YOUR GOAL:
Can you copy, word for word, the part of the passage on monitoring and flagging variables that starts with "Although a few" and goes on through "and their equivalents."?

EXERCISE PASSAGE:
################
At step (702), based on the parameter file, trend-revealing transforms are applied to the monitoring sequences, resulting in detection schemes. That is, a trend-revealing transform is a recipe for transforming a given set of variables to the sequence of scheme values s1, s2, . . . , sT that reflect the state of the underlying monitoring sequence process at consecutive points in time. These values are non-negative and they have a tendency to increase in response to an onset of a trend interested in being detected. At step (703), decision thresholds are used to decide whether the I-th variable is to be flagged. That is, computation of thresholds is based on the parameter file specifications, such as acceptable rate of false alarms, sensitivity requirements, and characteristics of variability. In step (704), thresholds to the decision schemes are applied. That is, in this phase the thresholds are applied and it is decided which monitored variables are flagged and what are the thresholds that have been violated.
Proceeding to decision step (705), the module determines whether the I-th monitored variable is flagged. If the I-th monitored variable is not flagged, the output is updated in step (707). If the I-th monitored variable is flagged, the ranking factor module associates ranking factors with the violated thresholds (706), which form a basis for sorting alarm conditions. This sorting can then be used for interactive data analysis and interpretation, for decisions on notification policies and corrective actions. In some implementations, ranking factors could be used even for monitoring sequences where no threshold violation was observed. From step 705 and 706, program flow progresses to step (707) and to decision step (708) where a determination is made as to whether all monitored variables have been processed. If all monitored variables have been processed, then the module process flow ends (709). If all monitored variables have not been processed, then flow progresses to step (710), where flow proceeds to the next variable, and the process returns to step (701).
Although a few examples of the present invention have been shown and described, it would be appreciated by those skilled in the art that changes might be made in these embodiments without departing from the principles and spirit of the invention, the scope of which is defined in the claims and their equivalents.
################
EXTRACTED RECORDS:

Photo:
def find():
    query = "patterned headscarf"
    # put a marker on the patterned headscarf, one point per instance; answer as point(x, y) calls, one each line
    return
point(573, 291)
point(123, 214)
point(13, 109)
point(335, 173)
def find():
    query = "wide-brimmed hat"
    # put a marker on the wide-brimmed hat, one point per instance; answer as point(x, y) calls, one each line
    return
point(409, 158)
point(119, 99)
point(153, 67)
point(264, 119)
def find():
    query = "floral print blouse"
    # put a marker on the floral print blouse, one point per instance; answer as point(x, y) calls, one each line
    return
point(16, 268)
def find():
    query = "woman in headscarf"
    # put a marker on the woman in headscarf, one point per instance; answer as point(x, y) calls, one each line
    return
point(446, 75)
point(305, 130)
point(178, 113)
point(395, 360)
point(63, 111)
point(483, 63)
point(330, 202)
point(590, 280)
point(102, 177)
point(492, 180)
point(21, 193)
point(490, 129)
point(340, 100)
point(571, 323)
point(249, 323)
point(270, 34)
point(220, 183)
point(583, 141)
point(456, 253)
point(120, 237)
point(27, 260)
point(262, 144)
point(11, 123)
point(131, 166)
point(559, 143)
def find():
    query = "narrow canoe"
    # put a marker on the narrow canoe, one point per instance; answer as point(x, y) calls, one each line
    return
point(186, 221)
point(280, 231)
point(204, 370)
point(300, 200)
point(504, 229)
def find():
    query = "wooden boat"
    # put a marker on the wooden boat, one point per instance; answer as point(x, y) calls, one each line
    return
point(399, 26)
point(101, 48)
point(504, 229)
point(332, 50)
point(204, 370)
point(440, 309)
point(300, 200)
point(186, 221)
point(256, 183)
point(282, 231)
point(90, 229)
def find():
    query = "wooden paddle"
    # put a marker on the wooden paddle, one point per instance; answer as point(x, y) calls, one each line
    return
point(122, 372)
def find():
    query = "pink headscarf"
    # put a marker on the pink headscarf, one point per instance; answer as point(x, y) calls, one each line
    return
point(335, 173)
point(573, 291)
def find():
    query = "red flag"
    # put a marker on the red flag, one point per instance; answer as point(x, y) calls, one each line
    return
################
RESULT:
Although a few examples of the present invention have been shown and described, it would be appreciated by those skilled in the art that changes might be made in these embodiments without departing from the principles and spirit of the invention, the scope of which is defined in the claims and their equivalents.